This article was published in Museum News January/February 2004.

Things—the often unique, priceless, and irreplaceable objects in a collection—are typically what draw the public to a museum. But they are also what challenge the skills and sometimes disturb the sleep of museum staff and board members. The highly complex process of acquiring, financing, caring for, exhibiting, teaching about, and sometimes deaccessioning objects requires a good collections management policy. John Simmons offers some advice on crafting one.

It is clear that what distinguishes the museum from other educational, scientific, and aesthetic organizations is its relationship with its collections. “Museums exist,” writes Morris Museum Director Steven H. Miller, “because of an assumption that physical objects have value.” In Museums, Objects and Collections, Susan M. Pearce writes, “The point of collections and museums . . . revolves around the possession of ‘real things’ and . . . essentially this is what gives museums their unique role.”

Although there is a small percentage of museums that neither own nor use collections, it’s fair to say that most museums hold collections in trust for the public, which, in turn, holds their governing authorities accountable for:

  1. maintaining the highest legal, ethical, and professional standards;
  2. establishing policies that guide the institution's operation
  3. and delegating specific responsibilities to staff, volunteers, and consultants through those policies.

The collections management policy is the institutional policy that governs everything a museum does to care for and grow its collections and make them available to the public. It encompasses acquisition, accession, registration, security, storage, use, and other collections-related activities, and also clarifies who is responsible for managing the collections. Through this document, the governing authority establishes the museum’s guidelines and professional standards for collections stewardship and gives the staff the authority to implement the policy. It is accompanied by collections management procedures—the detailed instructions that specify how the staff should apply the policy in their day-to-day activities.

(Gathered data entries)
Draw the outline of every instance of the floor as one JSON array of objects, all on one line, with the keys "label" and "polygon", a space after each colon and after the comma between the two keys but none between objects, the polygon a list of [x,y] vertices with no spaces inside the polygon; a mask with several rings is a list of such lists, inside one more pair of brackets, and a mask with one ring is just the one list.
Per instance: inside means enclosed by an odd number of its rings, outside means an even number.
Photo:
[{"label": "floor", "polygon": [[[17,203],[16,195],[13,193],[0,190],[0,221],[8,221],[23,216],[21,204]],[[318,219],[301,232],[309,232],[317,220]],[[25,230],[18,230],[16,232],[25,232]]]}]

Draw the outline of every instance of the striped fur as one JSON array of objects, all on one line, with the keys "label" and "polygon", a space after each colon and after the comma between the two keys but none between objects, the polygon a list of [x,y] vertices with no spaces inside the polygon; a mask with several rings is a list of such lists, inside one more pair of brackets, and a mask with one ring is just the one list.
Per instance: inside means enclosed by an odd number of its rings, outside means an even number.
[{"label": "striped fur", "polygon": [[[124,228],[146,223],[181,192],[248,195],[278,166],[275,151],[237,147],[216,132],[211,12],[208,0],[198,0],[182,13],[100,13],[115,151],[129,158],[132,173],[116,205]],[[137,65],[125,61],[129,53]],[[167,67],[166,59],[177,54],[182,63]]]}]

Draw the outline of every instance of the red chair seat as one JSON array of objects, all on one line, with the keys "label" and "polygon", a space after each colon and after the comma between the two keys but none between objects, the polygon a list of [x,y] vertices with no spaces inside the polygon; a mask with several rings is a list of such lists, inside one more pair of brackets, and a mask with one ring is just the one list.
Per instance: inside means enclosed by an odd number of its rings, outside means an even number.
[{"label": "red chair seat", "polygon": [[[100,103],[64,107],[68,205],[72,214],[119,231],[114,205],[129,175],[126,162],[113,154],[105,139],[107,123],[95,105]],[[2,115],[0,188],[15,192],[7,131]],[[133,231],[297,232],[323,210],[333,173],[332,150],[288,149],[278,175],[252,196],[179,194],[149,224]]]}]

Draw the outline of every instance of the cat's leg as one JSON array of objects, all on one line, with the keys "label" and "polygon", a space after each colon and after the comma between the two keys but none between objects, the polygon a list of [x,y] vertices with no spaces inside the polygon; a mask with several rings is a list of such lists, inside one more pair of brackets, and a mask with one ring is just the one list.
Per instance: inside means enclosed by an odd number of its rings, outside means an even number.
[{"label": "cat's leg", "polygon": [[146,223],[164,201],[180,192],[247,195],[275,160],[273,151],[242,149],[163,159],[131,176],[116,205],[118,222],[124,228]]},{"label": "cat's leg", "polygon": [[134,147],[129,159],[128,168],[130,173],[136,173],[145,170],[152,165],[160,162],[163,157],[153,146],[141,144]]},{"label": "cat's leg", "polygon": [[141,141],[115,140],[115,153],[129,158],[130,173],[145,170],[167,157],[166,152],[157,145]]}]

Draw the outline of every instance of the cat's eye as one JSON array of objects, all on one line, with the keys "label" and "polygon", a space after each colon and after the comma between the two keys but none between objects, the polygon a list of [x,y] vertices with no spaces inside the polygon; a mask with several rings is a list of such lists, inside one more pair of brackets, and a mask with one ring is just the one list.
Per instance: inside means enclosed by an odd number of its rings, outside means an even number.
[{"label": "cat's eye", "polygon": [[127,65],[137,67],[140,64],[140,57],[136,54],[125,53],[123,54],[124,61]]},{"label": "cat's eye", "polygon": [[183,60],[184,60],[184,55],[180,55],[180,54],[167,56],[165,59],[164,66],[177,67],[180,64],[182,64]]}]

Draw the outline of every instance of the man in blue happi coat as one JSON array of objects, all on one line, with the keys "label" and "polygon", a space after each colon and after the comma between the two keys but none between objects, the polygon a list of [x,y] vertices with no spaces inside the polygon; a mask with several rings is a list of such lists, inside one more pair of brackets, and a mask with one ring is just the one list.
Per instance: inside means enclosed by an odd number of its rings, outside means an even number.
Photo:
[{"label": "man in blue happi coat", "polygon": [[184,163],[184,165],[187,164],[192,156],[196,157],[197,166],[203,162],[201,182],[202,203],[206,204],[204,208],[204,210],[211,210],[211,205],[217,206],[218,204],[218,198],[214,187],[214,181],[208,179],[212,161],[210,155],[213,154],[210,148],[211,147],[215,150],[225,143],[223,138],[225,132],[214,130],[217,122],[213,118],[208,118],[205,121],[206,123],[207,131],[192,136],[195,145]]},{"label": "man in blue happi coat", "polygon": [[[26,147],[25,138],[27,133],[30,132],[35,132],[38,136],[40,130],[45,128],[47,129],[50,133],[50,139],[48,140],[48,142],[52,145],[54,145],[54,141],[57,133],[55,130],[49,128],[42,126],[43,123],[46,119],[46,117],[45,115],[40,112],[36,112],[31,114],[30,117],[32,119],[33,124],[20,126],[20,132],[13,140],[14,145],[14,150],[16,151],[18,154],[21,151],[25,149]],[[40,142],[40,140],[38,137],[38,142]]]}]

**Stated problem**
In the article on museum collections, which specific activities does a collections management policy cover? List each one the text names.

**Result for this task**
Acquisition, accession, registration, security, storage, use